Goal »
Leave the pictures out and quote only the lines from the one with "Implementations MUST put a point on every instance of the tree" down to the end of the listing below.

>> BEGIN

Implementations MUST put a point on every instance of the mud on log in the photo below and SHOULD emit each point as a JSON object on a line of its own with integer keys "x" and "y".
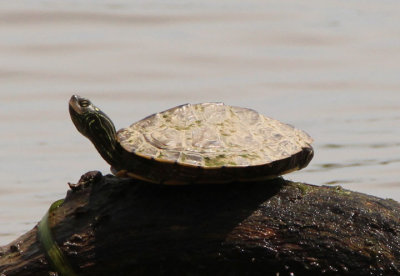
{"x": 111, "y": 226}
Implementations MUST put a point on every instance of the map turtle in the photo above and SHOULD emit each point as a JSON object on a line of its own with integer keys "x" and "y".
{"x": 202, "y": 143}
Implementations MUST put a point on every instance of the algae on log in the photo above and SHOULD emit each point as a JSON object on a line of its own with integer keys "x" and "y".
{"x": 113, "y": 226}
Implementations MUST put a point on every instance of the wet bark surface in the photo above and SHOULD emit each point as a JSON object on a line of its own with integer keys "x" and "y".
{"x": 113, "y": 226}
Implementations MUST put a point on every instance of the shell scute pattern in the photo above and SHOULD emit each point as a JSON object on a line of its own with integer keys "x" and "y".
{"x": 212, "y": 135}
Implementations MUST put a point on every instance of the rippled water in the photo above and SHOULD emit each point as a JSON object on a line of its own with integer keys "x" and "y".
{"x": 330, "y": 68}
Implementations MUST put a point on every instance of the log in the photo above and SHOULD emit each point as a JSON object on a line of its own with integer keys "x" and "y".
{"x": 113, "y": 226}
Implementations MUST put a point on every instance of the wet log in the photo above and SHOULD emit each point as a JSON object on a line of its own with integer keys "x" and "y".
{"x": 113, "y": 226}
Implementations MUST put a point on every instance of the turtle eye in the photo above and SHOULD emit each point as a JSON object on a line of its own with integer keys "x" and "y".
{"x": 84, "y": 103}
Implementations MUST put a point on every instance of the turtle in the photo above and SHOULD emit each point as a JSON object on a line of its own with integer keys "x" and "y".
{"x": 203, "y": 143}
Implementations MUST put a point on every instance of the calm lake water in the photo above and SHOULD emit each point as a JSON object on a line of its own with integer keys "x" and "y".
{"x": 331, "y": 68}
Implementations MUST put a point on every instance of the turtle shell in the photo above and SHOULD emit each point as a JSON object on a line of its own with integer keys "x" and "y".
{"x": 212, "y": 142}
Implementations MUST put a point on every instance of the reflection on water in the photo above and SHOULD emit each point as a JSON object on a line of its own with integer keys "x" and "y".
{"x": 330, "y": 68}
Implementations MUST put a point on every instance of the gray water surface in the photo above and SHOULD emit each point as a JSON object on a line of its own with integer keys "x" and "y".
{"x": 330, "y": 68}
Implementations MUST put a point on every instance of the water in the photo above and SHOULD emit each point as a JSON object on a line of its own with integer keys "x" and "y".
{"x": 330, "y": 68}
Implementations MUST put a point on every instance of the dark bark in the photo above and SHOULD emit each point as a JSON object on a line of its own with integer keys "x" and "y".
{"x": 111, "y": 226}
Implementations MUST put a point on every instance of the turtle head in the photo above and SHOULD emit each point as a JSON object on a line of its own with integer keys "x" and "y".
{"x": 96, "y": 126}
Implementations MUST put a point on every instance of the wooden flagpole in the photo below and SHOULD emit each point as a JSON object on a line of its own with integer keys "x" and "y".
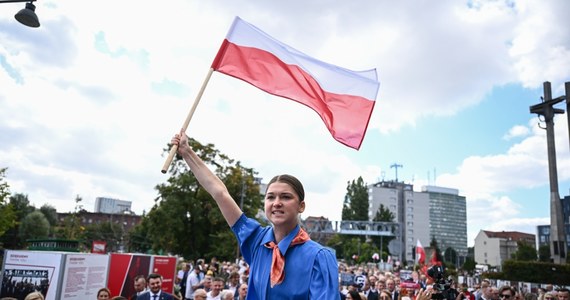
{"x": 174, "y": 148}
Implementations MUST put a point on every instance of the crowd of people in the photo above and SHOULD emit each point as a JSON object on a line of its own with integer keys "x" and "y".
{"x": 228, "y": 281}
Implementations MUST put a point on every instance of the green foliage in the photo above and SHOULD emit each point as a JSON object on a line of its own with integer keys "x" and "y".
{"x": 20, "y": 207}
{"x": 4, "y": 187}
{"x": 138, "y": 239}
{"x": 544, "y": 253}
{"x": 525, "y": 252}
{"x": 72, "y": 224}
{"x": 34, "y": 226}
{"x": 356, "y": 251}
{"x": 50, "y": 213}
{"x": 8, "y": 219}
{"x": 194, "y": 223}
{"x": 109, "y": 232}
{"x": 527, "y": 271}
{"x": 355, "y": 207}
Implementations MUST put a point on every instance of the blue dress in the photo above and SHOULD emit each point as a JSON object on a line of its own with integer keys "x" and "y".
{"x": 311, "y": 271}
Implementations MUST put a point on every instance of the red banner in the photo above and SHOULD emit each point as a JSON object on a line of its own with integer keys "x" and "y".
{"x": 123, "y": 268}
{"x": 165, "y": 266}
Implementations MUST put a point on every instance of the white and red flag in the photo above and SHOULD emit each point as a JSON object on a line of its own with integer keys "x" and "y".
{"x": 344, "y": 99}
{"x": 420, "y": 254}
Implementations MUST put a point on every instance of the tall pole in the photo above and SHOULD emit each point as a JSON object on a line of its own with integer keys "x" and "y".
{"x": 567, "y": 89}
{"x": 557, "y": 236}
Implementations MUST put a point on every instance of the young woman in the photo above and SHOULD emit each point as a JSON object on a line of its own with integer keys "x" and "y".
{"x": 284, "y": 262}
{"x": 103, "y": 294}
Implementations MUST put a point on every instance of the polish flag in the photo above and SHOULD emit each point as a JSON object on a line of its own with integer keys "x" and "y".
{"x": 344, "y": 99}
{"x": 420, "y": 254}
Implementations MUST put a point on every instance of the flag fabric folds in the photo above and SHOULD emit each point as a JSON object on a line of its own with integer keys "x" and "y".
{"x": 344, "y": 99}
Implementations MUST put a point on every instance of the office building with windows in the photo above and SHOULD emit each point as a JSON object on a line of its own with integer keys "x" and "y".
{"x": 432, "y": 213}
{"x": 448, "y": 221}
{"x": 543, "y": 231}
{"x": 112, "y": 206}
{"x": 410, "y": 210}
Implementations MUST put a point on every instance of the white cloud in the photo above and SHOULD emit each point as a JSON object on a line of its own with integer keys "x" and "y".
{"x": 516, "y": 131}
{"x": 82, "y": 112}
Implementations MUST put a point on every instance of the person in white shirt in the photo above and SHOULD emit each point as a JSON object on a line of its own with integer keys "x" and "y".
{"x": 217, "y": 286}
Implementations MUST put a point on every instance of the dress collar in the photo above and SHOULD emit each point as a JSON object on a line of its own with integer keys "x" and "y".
{"x": 285, "y": 243}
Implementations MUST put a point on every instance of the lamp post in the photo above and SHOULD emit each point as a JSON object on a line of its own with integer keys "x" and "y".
{"x": 27, "y": 15}
{"x": 557, "y": 236}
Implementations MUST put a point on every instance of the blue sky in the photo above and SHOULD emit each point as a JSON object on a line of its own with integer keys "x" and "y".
{"x": 89, "y": 100}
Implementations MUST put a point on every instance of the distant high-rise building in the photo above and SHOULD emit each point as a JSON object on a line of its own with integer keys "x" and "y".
{"x": 493, "y": 248}
{"x": 112, "y": 206}
{"x": 410, "y": 210}
{"x": 435, "y": 212}
{"x": 543, "y": 231}
{"x": 448, "y": 220}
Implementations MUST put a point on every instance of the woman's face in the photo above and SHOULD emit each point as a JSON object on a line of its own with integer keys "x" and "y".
{"x": 282, "y": 204}
{"x": 103, "y": 295}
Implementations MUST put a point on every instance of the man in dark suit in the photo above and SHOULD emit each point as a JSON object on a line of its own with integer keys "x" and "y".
{"x": 140, "y": 287}
{"x": 155, "y": 289}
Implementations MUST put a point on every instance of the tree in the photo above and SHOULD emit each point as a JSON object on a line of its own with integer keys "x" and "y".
{"x": 21, "y": 208}
{"x": 355, "y": 207}
{"x": 196, "y": 227}
{"x": 109, "y": 232}
{"x": 8, "y": 219}
{"x": 525, "y": 252}
{"x": 50, "y": 213}
{"x": 544, "y": 253}
{"x": 34, "y": 226}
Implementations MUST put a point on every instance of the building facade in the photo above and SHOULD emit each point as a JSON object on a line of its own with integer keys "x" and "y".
{"x": 410, "y": 210}
{"x": 433, "y": 213}
{"x": 111, "y": 206}
{"x": 543, "y": 231}
{"x": 448, "y": 220}
{"x": 493, "y": 248}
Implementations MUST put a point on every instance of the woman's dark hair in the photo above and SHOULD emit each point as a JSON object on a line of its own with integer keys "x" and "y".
{"x": 292, "y": 181}
{"x": 103, "y": 290}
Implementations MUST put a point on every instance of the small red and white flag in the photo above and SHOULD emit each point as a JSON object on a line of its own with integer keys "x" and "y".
{"x": 420, "y": 254}
{"x": 344, "y": 99}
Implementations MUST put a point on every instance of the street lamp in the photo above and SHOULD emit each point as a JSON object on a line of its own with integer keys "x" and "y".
{"x": 27, "y": 15}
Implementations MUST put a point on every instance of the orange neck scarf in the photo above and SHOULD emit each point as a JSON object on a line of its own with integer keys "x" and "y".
{"x": 278, "y": 261}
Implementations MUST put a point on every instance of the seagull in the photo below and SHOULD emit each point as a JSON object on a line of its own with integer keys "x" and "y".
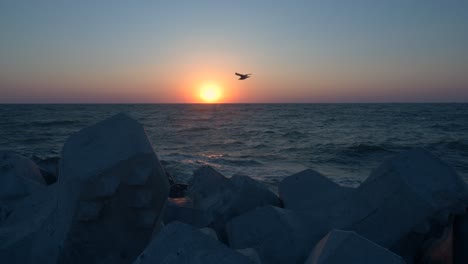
{"x": 243, "y": 76}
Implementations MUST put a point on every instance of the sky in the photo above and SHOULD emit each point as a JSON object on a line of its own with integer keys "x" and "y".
{"x": 120, "y": 51}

>> END

Task solution »
Implementations MUST put a point on every instance of the tree in the photo above and SHOULD emit each point as a JSON object on a line of its own with integer keys "x" and "y".
{"x": 21, "y": 208}
{"x": 355, "y": 207}
{"x": 196, "y": 227}
{"x": 109, "y": 232}
{"x": 8, "y": 219}
{"x": 525, "y": 252}
{"x": 50, "y": 213}
{"x": 544, "y": 253}
{"x": 34, "y": 226}
Implementations MUST put a point on every instance of the building facade in the photo above and SHOULD emit each point as a JSON object on a line of its own with integer keys "x" and "y".
{"x": 410, "y": 210}
{"x": 433, "y": 213}
{"x": 111, "y": 206}
{"x": 543, "y": 231}
{"x": 448, "y": 220}
{"x": 493, "y": 248}
Implementations MUST put a point on every instance of the woman's dark hair in the photo above and SHOULD emit each point as a JSON object on a line of its own with integer keys "x" and "y".
{"x": 292, "y": 181}
{"x": 103, "y": 290}
Implementations MUST put a point on every instance of the small red and white flag in the photo above and SHOULD emit each point as a JSON object on a line of its own with integer keys "x" and "y".
{"x": 420, "y": 254}
{"x": 344, "y": 99}
Implementations MUST put a point on every instance of the street lamp in the photo above and SHOULD emit each point as a JSON object on a line of its own with integer keys "x" and "y".
{"x": 27, "y": 15}
Implementations MUST put a point on every instance of the orange neck scarf in the photo above and SHOULD emit each point as a JSON object on a line of its own with integer keys "x" and "y".
{"x": 278, "y": 261}
Implementations MUST put a point on every instance of the seagull in the photo below and SHOULD emit each point as a JSON object on a line of its own with integer keys "x" and "y".
{"x": 243, "y": 76}
Implementations MUST put a point on every instance of the sky in the photo above and SHOULD emit each point as a JSON object on a line of its own with integer keys "x" and "y".
{"x": 120, "y": 51}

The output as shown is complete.